- Problem -
Please state the range of materials price increases for 2021 that JLL projected, according to the construction costs text below.

There is no ending in sight for the sharp rise in construction costs, and some sectors that have been relatively unaffected so far could soon be pulled into the chaos.

Construction costs will continue to rise at a faster-than-average rate for the next 12 months at least, JLL predicted in its second half construction outlook report. While single-family home and apartment prices have risen at similarly historic rates, contractors on nonresidential construction projects have yet to fully pass on the increased prices for materials and labor to developers, which seems bound to change.

In JLL's construction outlook report for the second half of last year, the commercial real estate services firm estimated that volatility in the global supply chain would ease somewhat, projecting materials price increases to sit in the 4% to 6% range for 2021. Instead, the volatility has either remained or deepened, leading materials prices to rise 17% in the year to date, JLL reports.

Construction wages also have no reason to stop increasing, as the industry has seen flat job growth or worse since May of this year, according to data from Carnegie Mellon University reported by JLL, while wage increases in construction have accelerated over the same time frame. 

Though the price inflation in construction materials no longer seems to be rising at the eye-watering pace that lumber reached earlier this year, price increases have accelerated in more diverse types of materials in the past few months.  

The most basic construction materials have risen in price over the last year at a rate previously unheard of.

In fact, lumber is the only construction material that has had its price retreat at any point in the past year. Copper and brass products, insulation materials, gypsum, plastic and steel all increased in price over the past year at more than triple the rate they have grown over the three-year period ending at the same time, JLL reports.

Much like with labor, a sheer lack of availability in materials is an issue that has effects that go beyond price increases. Delays in obtaining relatively niche materials like petroleum-based roofing insulation have become so severe and unpredictable that contractors are sourcing alternative products, which tend to be much more expensive, The Wall Street Journal reports.

Region pointing data:

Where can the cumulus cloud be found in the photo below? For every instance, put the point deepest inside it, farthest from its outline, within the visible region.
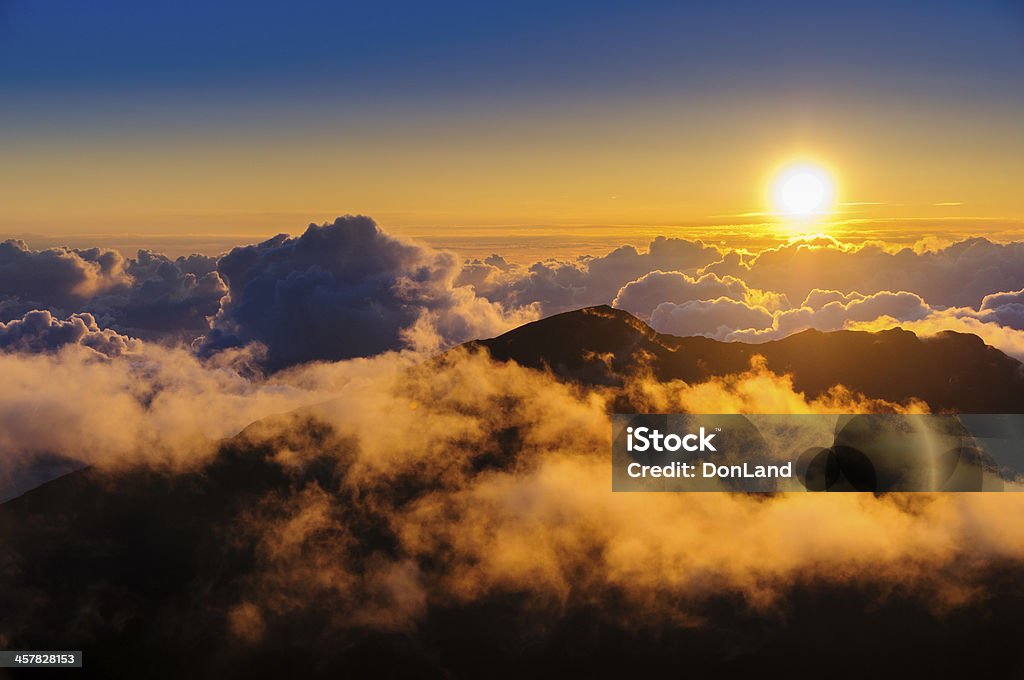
(150, 296)
(56, 278)
(556, 286)
(640, 297)
(347, 290)
(716, 319)
(168, 298)
(958, 274)
(39, 331)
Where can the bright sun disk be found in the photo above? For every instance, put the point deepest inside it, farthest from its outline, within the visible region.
(803, 190)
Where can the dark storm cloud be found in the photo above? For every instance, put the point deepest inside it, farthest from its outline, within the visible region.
(347, 290)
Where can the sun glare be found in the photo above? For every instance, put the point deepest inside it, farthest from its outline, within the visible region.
(803, 189)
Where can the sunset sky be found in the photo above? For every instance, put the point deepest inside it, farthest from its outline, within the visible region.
(196, 126)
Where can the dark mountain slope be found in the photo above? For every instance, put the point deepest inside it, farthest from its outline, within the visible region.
(951, 372)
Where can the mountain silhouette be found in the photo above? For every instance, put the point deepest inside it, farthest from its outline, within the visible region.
(951, 372)
(139, 567)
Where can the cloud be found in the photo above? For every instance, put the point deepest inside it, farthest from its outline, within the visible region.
(56, 278)
(39, 331)
(347, 290)
(150, 296)
(640, 297)
(168, 298)
(556, 286)
(709, 317)
(958, 274)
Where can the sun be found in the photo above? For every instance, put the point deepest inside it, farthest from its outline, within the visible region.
(803, 189)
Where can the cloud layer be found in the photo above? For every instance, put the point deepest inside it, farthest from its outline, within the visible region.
(347, 290)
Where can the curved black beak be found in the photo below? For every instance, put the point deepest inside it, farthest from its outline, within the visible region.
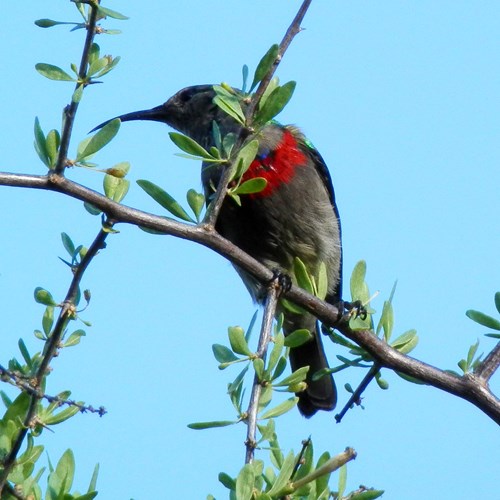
(157, 114)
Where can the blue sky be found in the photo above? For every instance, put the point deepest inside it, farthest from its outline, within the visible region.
(401, 99)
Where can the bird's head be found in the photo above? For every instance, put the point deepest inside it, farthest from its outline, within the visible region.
(190, 111)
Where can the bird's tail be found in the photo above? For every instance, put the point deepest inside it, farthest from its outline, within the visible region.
(320, 394)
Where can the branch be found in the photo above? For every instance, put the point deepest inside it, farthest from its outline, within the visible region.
(490, 364)
(70, 109)
(264, 339)
(220, 194)
(469, 387)
(293, 30)
(356, 395)
(49, 352)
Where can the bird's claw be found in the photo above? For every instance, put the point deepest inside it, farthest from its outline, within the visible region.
(355, 309)
(348, 310)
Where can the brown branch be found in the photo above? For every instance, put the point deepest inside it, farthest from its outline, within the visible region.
(469, 387)
(264, 339)
(293, 30)
(220, 194)
(50, 351)
(70, 109)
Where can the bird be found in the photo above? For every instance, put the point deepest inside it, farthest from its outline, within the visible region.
(295, 215)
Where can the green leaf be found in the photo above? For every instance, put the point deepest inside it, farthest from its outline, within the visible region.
(164, 199)
(42, 296)
(68, 244)
(93, 480)
(245, 482)
(265, 65)
(111, 63)
(53, 72)
(94, 52)
(210, 425)
(48, 320)
(258, 366)
(275, 103)
(111, 13)
(296, 377)
(24, 352)
(114, 188)
(227, 481)
(223, 354)
(244, 74)
(298, 337)
(245, 157)
(322, 281)
(386, 321)
(100, 139)
(229, 103)
(119, 170)
(406, 342)
(483, 319)
(97, 66)
(196, 201)
(274, 357)
(382, 383)
(238, 341)
(40, 143)
(282, 408)
(471, 353)
(48, 23)
(359, 289)
(255, 185)
(189, 145)
(497, 301)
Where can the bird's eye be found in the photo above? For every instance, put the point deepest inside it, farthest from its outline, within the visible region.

- Task result -
4% to 6%